- _PROBLEM STATEMENT_: Your job is to restate each entry word for word.

- _LISTED ENTRIES_:
■ ■ ■ ■ ■ ■ ■
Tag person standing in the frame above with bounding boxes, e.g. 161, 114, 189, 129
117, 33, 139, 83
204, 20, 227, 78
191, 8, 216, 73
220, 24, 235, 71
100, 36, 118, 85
■ ■ ■ ■ ■ ■ ■
- _RESULT OF THIS TASK_:
Tag person standing in the frame above with bounding boxes, e.g. 161, 114, 189, 129
117, 33, 139, 83
204, 20, 227, 78
191, 8, 216, 73
220, 24, 235, 71
100, 36, 118, 85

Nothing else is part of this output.